* WORK INSTRUCTIONS
Pull out every line in the entries below that contains the string "pumpkin", matching case exactly.

* SOURCE RECORDS
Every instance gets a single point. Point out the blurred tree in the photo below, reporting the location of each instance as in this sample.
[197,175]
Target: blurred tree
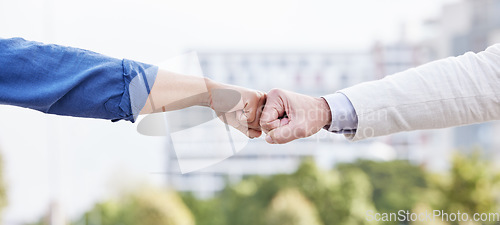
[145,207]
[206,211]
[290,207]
...
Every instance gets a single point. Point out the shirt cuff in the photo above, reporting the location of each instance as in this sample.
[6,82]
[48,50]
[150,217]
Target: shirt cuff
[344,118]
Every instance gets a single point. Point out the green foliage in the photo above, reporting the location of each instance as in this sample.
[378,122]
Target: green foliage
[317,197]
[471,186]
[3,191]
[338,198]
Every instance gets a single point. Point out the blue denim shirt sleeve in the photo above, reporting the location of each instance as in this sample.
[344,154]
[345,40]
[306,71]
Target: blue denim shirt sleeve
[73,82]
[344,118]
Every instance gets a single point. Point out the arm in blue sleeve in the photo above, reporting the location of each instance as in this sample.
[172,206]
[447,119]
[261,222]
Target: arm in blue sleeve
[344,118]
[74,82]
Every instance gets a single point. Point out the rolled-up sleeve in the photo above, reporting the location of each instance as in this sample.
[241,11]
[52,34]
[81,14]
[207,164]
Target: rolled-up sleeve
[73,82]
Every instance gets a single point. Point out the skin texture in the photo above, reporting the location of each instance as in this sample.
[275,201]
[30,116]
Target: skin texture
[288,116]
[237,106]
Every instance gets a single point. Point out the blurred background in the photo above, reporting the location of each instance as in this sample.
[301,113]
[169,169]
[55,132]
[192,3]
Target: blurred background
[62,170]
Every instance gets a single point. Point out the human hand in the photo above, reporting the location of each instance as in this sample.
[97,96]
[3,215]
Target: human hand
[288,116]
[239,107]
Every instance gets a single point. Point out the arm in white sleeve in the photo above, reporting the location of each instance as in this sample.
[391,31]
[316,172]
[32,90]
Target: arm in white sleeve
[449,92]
==
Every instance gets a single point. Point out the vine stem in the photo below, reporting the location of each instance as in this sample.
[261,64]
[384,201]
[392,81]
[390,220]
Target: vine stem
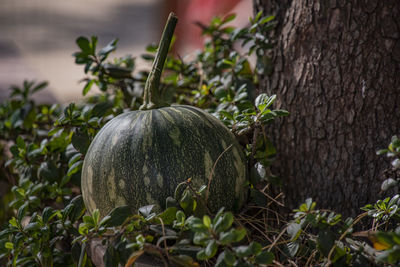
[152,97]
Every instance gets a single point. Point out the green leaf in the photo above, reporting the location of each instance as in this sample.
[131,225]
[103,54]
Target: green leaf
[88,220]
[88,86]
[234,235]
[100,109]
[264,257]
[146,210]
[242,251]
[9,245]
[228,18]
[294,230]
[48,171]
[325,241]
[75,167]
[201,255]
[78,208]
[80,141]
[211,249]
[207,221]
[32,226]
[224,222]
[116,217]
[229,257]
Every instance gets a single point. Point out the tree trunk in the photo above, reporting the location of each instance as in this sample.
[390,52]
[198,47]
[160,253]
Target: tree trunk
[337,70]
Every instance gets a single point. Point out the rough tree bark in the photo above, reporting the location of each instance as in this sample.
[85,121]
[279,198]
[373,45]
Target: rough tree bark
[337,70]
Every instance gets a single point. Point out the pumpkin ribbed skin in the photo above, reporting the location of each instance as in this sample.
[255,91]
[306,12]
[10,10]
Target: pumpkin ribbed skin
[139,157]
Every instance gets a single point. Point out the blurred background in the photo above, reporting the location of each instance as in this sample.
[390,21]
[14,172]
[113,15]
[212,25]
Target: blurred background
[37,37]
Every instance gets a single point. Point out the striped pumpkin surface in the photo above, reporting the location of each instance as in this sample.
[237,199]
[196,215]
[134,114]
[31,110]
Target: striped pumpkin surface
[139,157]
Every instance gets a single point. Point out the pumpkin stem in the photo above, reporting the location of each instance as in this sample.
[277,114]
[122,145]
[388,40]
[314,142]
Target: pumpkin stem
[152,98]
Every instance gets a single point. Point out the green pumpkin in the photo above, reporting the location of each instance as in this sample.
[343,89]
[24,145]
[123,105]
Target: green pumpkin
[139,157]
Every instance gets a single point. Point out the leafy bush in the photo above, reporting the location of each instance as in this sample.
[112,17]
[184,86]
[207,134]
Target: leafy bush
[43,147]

* PROBLEM SOLUTION
Every instance gets a single point. Point out the pumpkin ribbed skin in the photo above, reporting the location of each instance as in this sample.
Target: pumpkin ribbed skin
Every instance gets a single point. Point out the striped pumpkin surface in the photo above, reporting the location of each instance as in this sample.
Target: striped pumpkin surface
Every instance gets a single point. Point out the pumpkin stem in the photo above, reporting the location of each instance as in this sample.
Target: pumpkin stem
Every instance gets a single point. Point out the green pumpkin in the photo above, reporting the location of each instance as in this sample.
Target: green pumpkin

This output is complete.